**HOW TO COMPLETE THIS TASK:** Carry on the account below of the first Azorean immigrants in Montréal, starting after its final sentence.

**STUDY TEXT:**
-------
The first Azoreans immigrants came to Montréal in the 1950s. Their stories of their early years describe their first work experiences and the family and administrative challenges they faced, but also the birth of a community.

In 1958, eight-year-old José-Louis Jacome and his mother, brother, and sister left the Azores for Montréal, where his father had settled a few years earlier. The family’s reunion marked the beginning of a whole new life for Jacome. Many years later, he researched his family’s history and the beginnings of Azorean immigration, gathering stories from his father, Manuel da Costa Jácome (renamed Manuel Jacome in Canada), and other Azoreans who arrived in Montréal in the early 1950s. The accounts he collected contribute a vivid chapter to the history of immigration to Montréal.

The first priority: A job

Premières années - Açoriens

Seis açorianos pousam em frente a uma casa com uma bandeira.
José-Louis Jacome’s personal collection.

To fulfill their commitment to the Canadian government, Azorean immigrants generally had to work as farm or railway labourers for at least one year. However, some did not finish out the year: as soon as possible, they left the jobs reserved for them by the Department of Labour and gravitated to Canada’s cities to find manufacturing or commercial jobs that were less physically demanding, better paid, and not seasonal (farm workers were not eligible for unemployment benefits). 

Afonso Tavares tells how some foremen selected their employees at the immigration office. The recruiters examined the immigrants’ arms and hands to assess their strength and see if they were accustomed to hard labor. “The foremen would feel our arms and choose the strongest men first. Luckily, I was often able to avoid this humiliation. I was the smallest in the group. By the time they got around to me, they didn’t bother checking my arms since I was the last one left,” says Tavares. 

Tavares remembers another incident from his first months in Québec. Paid fifty cents an hour, he and a few other Azoreans worked at a farm near Montréal, sometimes for up to sixteen hours a day. When a Brazilian offered them better-paying work, they decided to leave the farm. But the owner convinced them to stay: he offered an increase and promised to get them work over the winter in a brick production factory in Montréal. Once the crops were harvested, he brought them to Montréal and dropped them off in front of a big building. The Azoreans thought it was the brick factory and waited in the cold for hours, until a guard told them to come back the next day. As it turned out, the farmer had dropped them off at the Employment Office!
-------
**SOURCE DATA:**
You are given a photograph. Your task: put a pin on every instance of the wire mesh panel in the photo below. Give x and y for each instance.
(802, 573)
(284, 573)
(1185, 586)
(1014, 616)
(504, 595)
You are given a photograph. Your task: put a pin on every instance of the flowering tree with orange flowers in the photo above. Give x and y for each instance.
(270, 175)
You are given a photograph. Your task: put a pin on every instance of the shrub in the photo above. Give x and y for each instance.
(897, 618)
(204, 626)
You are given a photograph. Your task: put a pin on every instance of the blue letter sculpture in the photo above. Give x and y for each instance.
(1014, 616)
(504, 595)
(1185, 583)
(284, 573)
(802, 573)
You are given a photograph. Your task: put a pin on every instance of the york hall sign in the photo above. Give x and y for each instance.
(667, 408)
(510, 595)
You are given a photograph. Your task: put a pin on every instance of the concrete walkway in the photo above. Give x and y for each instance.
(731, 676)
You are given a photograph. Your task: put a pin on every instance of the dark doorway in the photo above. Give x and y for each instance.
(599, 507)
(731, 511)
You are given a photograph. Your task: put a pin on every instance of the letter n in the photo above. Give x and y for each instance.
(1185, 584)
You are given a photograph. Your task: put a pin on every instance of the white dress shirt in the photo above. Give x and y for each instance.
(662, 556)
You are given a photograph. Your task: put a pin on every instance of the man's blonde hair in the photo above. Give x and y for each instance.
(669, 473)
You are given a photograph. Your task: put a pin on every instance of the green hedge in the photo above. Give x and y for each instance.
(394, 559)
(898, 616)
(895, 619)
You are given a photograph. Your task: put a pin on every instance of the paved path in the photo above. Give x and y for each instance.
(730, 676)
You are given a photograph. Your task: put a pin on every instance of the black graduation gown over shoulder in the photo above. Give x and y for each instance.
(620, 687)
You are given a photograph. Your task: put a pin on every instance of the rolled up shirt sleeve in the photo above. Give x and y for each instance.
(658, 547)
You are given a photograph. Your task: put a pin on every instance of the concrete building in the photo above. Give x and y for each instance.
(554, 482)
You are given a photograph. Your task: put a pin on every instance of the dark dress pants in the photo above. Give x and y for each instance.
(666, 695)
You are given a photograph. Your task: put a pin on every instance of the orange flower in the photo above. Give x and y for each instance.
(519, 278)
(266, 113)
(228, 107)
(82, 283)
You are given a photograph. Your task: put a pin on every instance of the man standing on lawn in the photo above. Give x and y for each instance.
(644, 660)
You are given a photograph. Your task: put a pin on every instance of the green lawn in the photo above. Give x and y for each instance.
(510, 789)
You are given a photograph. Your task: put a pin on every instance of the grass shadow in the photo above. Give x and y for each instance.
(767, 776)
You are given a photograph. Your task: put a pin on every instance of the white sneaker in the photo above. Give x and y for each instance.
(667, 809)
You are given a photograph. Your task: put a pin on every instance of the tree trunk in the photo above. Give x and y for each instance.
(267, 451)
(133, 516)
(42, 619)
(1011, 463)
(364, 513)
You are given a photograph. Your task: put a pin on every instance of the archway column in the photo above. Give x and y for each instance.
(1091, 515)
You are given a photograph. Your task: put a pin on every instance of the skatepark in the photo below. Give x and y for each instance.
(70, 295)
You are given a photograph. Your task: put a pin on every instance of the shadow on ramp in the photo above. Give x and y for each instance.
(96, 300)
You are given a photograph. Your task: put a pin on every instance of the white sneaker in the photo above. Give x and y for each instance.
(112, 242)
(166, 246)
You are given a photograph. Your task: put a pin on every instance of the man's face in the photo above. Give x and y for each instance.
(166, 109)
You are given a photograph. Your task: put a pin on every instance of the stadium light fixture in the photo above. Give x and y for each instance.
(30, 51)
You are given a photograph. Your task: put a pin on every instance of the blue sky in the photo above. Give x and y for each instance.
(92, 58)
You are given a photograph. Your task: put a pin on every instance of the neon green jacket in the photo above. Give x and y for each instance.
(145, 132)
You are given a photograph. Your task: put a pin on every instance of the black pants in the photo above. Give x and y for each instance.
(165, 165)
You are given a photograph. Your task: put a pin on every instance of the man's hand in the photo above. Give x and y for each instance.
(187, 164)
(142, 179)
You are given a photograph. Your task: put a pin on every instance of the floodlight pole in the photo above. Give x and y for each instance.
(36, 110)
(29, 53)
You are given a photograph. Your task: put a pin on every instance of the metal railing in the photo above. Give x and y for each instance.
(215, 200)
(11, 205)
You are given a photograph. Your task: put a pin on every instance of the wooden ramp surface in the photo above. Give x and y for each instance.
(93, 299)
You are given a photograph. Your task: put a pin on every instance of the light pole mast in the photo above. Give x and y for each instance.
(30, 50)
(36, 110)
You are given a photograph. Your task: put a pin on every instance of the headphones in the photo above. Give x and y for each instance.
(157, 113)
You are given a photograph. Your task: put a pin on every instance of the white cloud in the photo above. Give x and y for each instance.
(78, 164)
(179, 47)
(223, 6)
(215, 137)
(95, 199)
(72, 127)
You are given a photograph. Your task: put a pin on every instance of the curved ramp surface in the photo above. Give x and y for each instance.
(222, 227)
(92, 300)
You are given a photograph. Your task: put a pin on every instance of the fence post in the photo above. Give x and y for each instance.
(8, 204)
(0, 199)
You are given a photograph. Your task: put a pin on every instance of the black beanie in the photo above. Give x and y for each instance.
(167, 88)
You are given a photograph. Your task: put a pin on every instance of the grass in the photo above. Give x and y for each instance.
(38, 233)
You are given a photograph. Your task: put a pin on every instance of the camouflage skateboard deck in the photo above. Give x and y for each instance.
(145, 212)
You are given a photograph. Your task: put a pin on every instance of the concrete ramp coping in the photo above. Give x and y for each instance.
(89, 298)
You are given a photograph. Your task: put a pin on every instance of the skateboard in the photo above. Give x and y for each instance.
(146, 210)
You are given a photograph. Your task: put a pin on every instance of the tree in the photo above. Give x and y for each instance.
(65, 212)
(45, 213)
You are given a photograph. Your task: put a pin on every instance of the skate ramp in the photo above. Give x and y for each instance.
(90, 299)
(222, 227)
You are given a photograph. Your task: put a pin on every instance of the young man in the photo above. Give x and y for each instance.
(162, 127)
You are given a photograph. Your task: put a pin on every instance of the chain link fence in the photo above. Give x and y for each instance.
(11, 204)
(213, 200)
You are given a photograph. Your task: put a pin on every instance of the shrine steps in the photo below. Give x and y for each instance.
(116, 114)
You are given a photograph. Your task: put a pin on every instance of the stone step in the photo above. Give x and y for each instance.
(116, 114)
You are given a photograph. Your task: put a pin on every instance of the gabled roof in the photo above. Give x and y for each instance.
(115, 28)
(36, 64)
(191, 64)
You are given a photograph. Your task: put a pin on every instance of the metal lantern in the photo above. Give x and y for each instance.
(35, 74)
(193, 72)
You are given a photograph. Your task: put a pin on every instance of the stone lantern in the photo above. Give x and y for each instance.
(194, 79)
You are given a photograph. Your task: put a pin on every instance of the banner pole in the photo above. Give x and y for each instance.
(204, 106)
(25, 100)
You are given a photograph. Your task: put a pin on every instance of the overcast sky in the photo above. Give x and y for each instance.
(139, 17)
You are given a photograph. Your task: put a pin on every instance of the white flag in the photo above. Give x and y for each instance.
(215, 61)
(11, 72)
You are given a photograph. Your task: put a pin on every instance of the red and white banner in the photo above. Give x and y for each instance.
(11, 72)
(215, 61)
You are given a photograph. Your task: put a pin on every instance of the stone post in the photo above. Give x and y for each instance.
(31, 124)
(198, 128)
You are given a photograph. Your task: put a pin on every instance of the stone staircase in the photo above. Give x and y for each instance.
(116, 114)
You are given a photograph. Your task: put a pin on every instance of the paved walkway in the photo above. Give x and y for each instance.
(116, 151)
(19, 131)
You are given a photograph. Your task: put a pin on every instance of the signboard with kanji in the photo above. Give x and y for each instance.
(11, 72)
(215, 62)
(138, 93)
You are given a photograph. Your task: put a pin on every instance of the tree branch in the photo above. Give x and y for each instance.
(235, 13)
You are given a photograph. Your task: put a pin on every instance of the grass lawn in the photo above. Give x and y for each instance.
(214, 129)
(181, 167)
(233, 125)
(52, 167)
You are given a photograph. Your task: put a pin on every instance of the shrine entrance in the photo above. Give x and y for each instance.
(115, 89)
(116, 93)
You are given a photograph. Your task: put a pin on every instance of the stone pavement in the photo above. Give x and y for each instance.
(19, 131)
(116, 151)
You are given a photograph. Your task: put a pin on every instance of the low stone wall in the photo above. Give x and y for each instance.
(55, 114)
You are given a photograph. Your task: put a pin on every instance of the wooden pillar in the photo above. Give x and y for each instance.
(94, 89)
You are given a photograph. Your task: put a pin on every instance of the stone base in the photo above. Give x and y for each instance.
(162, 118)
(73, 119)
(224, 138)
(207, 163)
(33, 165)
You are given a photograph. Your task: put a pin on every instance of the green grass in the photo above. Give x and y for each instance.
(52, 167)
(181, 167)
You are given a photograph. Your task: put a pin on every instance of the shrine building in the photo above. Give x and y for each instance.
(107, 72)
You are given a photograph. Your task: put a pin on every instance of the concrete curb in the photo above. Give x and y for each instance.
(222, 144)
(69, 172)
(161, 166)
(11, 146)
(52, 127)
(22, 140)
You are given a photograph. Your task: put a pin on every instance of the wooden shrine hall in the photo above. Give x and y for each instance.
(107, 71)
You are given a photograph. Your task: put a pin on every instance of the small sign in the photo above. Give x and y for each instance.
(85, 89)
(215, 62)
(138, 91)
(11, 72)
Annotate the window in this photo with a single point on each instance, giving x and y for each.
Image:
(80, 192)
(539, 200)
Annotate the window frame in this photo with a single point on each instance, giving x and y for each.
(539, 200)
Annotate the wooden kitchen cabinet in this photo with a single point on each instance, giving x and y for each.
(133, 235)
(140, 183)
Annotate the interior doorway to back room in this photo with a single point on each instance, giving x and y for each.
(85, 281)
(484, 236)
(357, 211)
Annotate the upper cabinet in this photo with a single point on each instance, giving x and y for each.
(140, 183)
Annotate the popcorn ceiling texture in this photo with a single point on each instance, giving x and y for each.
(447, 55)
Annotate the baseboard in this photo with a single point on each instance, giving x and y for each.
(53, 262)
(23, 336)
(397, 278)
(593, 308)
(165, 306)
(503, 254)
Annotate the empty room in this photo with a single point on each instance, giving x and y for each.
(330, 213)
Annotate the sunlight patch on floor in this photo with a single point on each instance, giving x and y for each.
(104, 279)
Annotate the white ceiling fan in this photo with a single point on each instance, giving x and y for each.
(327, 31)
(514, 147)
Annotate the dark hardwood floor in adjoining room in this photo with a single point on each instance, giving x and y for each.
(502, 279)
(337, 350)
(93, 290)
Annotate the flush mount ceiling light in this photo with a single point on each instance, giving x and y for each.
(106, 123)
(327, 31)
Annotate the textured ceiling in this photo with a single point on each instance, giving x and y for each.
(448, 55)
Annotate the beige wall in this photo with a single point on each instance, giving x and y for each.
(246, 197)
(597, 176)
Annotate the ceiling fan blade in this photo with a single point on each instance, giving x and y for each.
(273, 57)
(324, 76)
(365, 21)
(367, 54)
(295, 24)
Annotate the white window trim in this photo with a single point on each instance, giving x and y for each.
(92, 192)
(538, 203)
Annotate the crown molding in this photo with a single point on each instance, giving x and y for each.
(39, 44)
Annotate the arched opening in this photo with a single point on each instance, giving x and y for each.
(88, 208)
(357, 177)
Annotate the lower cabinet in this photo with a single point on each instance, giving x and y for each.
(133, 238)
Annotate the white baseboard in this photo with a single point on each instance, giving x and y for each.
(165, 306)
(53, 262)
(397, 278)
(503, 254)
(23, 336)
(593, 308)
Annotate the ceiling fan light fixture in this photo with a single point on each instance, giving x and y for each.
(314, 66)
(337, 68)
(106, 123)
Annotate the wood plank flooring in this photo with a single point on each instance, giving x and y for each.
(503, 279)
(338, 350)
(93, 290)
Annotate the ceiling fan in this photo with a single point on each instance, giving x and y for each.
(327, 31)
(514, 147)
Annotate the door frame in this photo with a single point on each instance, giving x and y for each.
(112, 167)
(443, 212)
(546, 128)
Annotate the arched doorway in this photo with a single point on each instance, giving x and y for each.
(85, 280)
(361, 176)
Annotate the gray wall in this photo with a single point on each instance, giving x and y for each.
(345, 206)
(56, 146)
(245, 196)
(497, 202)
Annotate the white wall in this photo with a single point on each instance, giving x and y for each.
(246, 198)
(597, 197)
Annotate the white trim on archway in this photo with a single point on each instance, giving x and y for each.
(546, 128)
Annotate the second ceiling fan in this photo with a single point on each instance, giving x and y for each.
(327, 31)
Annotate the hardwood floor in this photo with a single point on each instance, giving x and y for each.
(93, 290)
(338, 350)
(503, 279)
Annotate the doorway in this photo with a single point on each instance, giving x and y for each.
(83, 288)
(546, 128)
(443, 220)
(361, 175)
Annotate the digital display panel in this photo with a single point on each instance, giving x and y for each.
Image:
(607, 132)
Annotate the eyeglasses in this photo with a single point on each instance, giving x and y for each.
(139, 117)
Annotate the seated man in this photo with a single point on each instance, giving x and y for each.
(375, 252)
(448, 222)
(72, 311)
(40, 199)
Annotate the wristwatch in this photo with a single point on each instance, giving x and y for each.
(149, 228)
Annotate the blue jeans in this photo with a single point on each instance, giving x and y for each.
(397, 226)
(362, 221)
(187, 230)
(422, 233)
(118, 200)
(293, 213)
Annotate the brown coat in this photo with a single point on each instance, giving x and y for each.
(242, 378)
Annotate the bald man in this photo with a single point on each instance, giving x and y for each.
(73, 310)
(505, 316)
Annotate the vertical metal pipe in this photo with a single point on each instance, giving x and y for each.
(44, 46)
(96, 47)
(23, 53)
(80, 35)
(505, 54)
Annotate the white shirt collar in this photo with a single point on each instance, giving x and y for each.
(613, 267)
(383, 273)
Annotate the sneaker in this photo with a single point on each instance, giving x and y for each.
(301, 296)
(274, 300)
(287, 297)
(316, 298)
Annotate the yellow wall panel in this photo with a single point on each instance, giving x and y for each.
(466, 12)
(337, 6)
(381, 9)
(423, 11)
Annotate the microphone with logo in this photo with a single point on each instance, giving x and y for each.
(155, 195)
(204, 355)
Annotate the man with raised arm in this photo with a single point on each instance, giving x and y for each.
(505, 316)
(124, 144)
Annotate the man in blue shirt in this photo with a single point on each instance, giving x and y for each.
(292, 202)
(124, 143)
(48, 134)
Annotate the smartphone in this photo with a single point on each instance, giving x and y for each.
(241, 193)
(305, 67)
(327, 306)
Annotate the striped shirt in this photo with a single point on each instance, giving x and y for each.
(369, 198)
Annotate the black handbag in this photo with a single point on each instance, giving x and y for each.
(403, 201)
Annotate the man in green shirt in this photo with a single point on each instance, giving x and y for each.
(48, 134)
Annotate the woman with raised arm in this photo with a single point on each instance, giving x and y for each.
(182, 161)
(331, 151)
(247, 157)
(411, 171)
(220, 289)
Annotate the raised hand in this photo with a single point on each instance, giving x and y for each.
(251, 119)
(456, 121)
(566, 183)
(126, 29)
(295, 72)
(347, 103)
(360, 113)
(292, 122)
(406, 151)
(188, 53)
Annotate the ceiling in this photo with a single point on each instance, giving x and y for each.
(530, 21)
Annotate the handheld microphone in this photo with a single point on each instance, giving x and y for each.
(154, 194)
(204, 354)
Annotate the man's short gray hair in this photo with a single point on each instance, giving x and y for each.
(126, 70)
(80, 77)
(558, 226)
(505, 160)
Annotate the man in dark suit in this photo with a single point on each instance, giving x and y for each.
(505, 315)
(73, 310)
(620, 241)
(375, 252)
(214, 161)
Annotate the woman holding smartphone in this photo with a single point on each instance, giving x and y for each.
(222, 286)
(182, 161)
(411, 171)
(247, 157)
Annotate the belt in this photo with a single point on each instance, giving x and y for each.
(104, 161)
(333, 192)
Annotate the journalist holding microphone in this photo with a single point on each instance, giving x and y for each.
-------
**TASK RESULT:**
From fields to factories

Premières années - premier Noël

Manuel Jácome, uma criança sentada ao seu colo, uma mulher e uma criança à direita e uma mulher de pé atrás deles, numa sala de estar.
José-Louis Jacome’s personal collection.

Some bosses took advantage of this poorly informed and docile workforce. For instance, at some farms, the Azorean workers received poor or insufficient food. Gil Andrade, who emigrated to Québec in 1954, says that after a few days, he found work at a woodlot outside of town. He worked there for a month, living by himself in a cabin near his boss’s house. The boss didn’t give him much food, but did put a hunting rifle in his hands, saying, “If you’re hungry, you can always get yourself a big bird.” Andrade, who had never hunted or cooked before, shot and ate large black birds that were unfamiliar to him.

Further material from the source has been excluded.